At least 33 people were killed in a landslide in an indigenous community in northwestern Colombia, the country's vice president said Saturday.

Rescuers slogging through deep mud were rushing against the clock in hopes of finding survivors in the rubble.

Vice President Francia Marquez wrote on social media Saturday that at least 33 people were killed and 19 others injured. She said it appeared that about 80 people in total were affected by the landslide. 

Earlier, officials had put the toll in Friday's landslide, which hit a road linking the cities of Medellin and Quibdo in Choco department, at 23 dead and 20 injured.

At least 33 killed, mostly children, in Colombia landslide, officials say
Search and rescue crews search for people trapped in a landslide on a road between Quibdo and Medellin in Colombia on Jan. 13, 2024.  FREDY BUILES/AFP via Getty Images

"All the help available (is being sent) to Choco in this horrible tragedy," President Gustavo Petro said on social media Friday.

Authorities in Medellin said that, as of early Saturday, 17 bodies had been transported there and that forensic examiners had identified three of them. No names were released.

With several road closures, rescue crews and firefighters struggled to reach the hardest-hit area, and one official told AFP there had been a request for helicopters to help.

"Since last night, we have been working hand-in-hand with emergency and relief organizations on the Quibdo-Medellin road," the police said. "We deployed all our capabilities to rescue and help those affected."

*Listed records*
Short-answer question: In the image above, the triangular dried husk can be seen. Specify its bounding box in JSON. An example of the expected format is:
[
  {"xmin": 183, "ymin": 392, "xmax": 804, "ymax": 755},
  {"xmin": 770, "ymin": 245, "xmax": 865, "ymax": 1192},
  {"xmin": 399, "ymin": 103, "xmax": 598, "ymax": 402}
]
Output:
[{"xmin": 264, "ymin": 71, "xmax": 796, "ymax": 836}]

*Problem*
Pick up the Colombia landslide article above the data and keep writing it, starting right after its final sentence.

*Answer for the task*
About 50 soldiers also arrived to assist, and images released by the army showed mud-covered men struggling through swampy terrain.

The landslide in Choco, which lies on the Pacific Ocean and is home to a vast tropical forest, followed more than 24 hours of intense rain.

A local official told AFP that many travelers, blocked by an earlier landslide Friday, had left their cars to take shelter in a house near the municipality of Carmen de Atrato.

"But unfortunately an avalanche came and buried them," said the official, speaking on condition of anonymity.

Images shared on social networks and on television channels showed part of a mountain breaking loose and crashing down onto a line of cars, while screams are heard.

A landslide in the same part of Colombia in December 2022 killed at least 27 people, trapping people in a bus and other vehicles.

While much of Colombia is suffering a period of drought, the Institute of Hydrology, Meteorology and Environmental Studies has warned of the risk of heavy rains in the Amazon and in several departments bordering the Pacific.